STATED TASK 1:
In the mailing list message below, list the parameter names that the subject line gives for regexp_positions.

*** TEXT EXTRACT ***

Re: [PATCH] regexp_positions ( string text, pattern text, flags text ) → setof int4range[]

From: "Joel Jacobson" <joel(at)compiler(dot)org>
To: "Tom Lane" <tgl(at)sss(dot)pgh(dot)pa(dot)us>
Cc: "Mark Dilger" <mark(dot)dilger(at)enterprisedb(dot)com>, "Postgres hackers" <pgsql-hackers(at)lists(dot)postgresql(dot)org>, "Andreas Karlsson" <andreas(at)proxel(dot)se>, "David Fetter" <david(at)fetter(dot)org>, "Gilles Darold" <gilles(at)darold(dot)net>, "Pavel Stehule" <pavel(dot)stehule(at)gmail(dot)com>
Subject: Re: [PATCH] regexp_positions ( string text, pattern text, flags text ) → setof int4range[]
Date: 2021-03-09 19:30:21
Message-ID: bf2222d5-909d-408b-8531-95b32f18d4ab@www.fastmail.com
Views: Raw Message | Whole Thread | Download mbox | Resend email
Thread:
Lists: pgsql-hackers

On Tue, Mar 9, 2021, at 17:42, Tom Lane wrote:
> "Joel Jacobson" <joel(at)compiler(dot)org> writes:
> > Tom - can you please give details on your unpleasant experiences with parallel arrays?
>
> The problems I can recall running into were basically down to not having
> an easy way to iterate through parallel arrays. There are ways to do
> that in SQL, certainly, but they all constrain how you write the query,
> and usually force ugly stuff like splitting it into sub-selects.

I see now what you mean, many thanks for explaining.

*** SUPPLIED RECORDS ***

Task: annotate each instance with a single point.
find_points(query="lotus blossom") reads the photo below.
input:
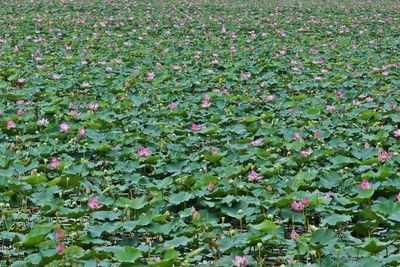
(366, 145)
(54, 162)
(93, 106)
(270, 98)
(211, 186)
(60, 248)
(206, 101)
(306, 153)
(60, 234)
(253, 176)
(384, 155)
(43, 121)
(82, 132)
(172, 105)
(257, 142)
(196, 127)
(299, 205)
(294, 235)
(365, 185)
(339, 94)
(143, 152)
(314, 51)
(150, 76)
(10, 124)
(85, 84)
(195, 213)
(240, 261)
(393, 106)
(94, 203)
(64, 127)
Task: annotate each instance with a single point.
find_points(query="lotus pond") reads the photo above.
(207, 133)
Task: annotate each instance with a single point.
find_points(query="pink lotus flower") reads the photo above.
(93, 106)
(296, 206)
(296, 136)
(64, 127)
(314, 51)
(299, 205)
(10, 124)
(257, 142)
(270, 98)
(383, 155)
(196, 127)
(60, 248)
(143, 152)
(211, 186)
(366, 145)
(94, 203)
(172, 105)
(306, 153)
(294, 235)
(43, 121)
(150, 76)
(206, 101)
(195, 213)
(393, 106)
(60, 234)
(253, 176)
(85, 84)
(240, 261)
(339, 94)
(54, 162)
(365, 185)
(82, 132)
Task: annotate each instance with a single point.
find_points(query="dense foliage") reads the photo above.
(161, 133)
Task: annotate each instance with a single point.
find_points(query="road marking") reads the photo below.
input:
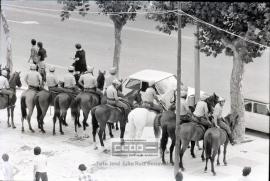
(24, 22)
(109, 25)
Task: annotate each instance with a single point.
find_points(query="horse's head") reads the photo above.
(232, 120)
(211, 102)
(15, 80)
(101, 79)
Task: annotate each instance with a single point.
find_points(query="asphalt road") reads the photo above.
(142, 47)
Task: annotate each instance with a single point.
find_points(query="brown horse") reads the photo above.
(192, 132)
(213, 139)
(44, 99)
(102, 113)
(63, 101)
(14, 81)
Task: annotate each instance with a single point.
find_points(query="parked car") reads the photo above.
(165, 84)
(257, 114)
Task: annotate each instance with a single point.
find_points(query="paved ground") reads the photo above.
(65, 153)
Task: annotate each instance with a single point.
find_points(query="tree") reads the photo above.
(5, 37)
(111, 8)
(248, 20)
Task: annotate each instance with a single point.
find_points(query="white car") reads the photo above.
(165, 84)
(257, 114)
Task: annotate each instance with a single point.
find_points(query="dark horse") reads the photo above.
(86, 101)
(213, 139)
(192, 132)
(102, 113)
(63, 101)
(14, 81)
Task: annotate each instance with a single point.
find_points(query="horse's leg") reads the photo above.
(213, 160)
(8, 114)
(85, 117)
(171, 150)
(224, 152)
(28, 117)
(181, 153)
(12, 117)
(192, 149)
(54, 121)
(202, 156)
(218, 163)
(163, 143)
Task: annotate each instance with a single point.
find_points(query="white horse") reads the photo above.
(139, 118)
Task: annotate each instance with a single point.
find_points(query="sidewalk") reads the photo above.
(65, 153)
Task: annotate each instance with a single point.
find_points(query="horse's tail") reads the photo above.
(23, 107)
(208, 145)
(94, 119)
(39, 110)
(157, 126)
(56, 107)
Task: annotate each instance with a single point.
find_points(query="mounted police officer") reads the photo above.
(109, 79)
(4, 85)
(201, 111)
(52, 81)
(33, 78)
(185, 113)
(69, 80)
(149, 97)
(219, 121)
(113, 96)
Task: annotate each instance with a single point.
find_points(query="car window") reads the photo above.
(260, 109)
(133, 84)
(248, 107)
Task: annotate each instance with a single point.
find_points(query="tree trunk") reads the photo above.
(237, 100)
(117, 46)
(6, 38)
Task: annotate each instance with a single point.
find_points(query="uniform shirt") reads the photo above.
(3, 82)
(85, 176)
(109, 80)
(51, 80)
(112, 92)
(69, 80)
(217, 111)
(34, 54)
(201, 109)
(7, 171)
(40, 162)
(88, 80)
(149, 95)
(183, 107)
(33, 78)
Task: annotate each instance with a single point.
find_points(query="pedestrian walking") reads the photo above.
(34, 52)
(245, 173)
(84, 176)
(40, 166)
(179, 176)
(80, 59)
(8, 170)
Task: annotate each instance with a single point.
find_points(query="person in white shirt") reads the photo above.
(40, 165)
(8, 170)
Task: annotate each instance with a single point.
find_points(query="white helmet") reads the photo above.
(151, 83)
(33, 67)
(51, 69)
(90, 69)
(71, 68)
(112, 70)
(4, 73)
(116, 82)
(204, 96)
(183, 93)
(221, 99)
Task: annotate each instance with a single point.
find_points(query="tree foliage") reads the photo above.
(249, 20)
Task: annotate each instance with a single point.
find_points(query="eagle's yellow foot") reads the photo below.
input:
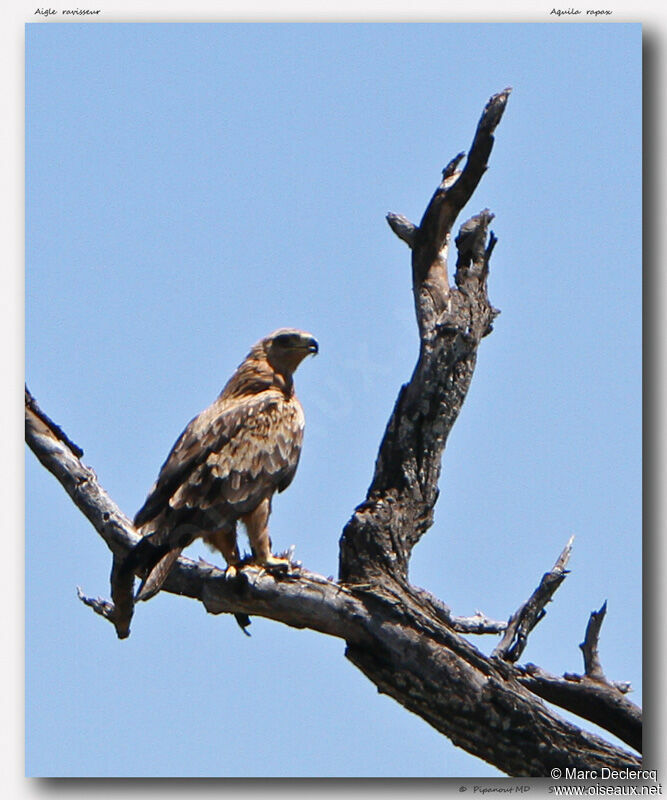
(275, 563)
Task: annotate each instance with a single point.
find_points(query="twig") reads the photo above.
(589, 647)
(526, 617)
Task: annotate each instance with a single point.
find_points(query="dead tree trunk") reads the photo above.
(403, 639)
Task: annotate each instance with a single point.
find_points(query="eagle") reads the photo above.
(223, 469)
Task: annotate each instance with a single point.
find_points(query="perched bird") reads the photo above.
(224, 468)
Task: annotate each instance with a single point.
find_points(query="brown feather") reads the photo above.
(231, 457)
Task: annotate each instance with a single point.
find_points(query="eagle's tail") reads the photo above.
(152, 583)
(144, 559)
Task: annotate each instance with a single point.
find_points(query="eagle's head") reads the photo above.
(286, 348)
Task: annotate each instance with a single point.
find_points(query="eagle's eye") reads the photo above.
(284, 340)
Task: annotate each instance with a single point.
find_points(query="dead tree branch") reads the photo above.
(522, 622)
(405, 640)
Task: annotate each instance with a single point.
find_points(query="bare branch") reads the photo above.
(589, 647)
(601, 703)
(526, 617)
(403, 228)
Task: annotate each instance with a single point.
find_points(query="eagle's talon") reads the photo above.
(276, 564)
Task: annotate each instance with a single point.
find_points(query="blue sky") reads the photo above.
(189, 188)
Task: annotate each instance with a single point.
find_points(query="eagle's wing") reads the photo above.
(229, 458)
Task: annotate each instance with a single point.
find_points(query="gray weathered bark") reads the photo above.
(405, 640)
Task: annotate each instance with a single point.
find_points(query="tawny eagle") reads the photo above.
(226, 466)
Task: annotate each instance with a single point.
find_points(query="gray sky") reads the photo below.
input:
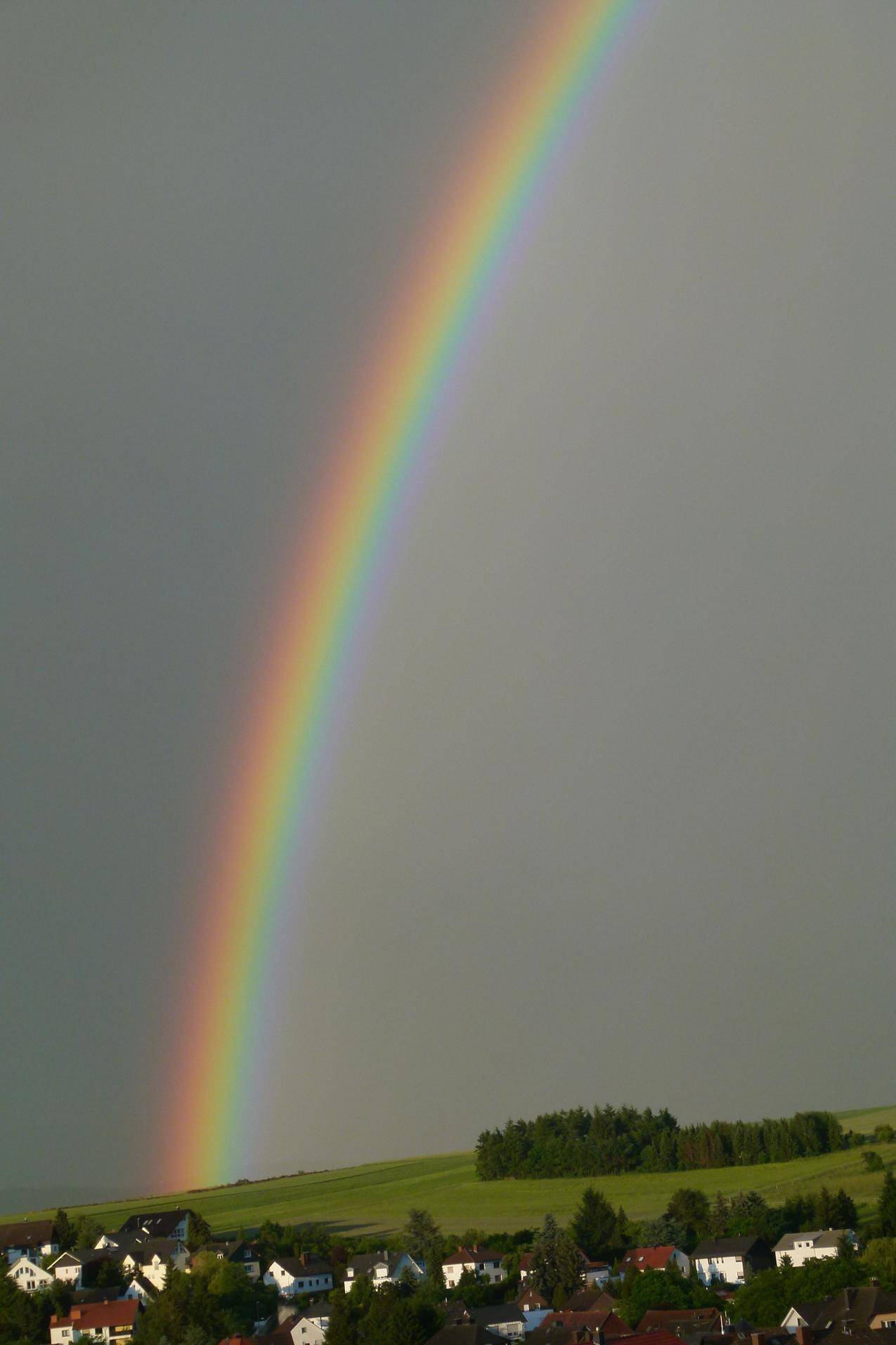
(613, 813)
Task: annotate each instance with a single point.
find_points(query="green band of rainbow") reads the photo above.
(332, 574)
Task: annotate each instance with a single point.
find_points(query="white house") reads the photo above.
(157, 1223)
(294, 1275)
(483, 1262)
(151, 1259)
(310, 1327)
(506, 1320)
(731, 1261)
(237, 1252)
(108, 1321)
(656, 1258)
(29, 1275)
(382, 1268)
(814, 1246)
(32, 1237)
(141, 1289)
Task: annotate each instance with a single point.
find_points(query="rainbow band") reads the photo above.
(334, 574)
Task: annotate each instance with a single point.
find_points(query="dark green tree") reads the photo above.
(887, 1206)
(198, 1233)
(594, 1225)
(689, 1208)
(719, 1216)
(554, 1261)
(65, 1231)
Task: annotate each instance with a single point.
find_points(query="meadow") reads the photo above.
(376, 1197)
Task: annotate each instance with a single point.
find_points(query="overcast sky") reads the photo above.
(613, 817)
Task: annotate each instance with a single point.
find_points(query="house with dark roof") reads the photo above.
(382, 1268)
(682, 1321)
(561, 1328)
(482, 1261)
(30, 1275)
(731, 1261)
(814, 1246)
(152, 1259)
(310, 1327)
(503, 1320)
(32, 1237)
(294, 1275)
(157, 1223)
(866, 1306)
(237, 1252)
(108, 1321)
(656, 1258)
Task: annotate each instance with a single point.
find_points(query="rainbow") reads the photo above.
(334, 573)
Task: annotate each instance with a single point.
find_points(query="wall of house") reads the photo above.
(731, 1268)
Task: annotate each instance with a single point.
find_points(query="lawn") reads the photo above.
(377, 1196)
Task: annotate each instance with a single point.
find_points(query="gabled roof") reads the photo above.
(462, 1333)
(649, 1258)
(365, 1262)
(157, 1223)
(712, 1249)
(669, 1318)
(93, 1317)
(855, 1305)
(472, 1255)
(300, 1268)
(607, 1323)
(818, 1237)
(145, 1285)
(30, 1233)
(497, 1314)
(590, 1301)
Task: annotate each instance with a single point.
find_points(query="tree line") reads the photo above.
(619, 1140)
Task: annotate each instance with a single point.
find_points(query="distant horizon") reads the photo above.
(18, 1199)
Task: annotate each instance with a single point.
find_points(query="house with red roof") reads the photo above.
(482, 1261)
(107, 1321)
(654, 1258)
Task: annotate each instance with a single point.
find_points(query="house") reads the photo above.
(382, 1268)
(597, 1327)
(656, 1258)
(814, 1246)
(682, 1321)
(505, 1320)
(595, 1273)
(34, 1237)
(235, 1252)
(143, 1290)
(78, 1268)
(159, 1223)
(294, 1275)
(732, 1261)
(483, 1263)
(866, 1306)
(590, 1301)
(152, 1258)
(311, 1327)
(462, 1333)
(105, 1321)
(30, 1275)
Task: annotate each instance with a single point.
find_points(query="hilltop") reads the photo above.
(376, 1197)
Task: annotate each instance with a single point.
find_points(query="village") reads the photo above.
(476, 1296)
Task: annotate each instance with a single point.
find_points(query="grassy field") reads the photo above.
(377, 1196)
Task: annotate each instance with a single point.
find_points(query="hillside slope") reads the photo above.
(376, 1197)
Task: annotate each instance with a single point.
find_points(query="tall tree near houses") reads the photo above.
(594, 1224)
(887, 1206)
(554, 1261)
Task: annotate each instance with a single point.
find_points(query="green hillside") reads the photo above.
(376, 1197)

***

STATED TASK 2:
Find every line in the records above that contains the word "roof", and copy each of those lines.

TASK SOLUTION 1:
string, pattern, flags

TASK SOLUTION 2:
find_points(query="house with dark roof") reads the photo above.
find_points(query="gabled roof") reads the photo above.
find_points(query="house with red roof") reads the photo above.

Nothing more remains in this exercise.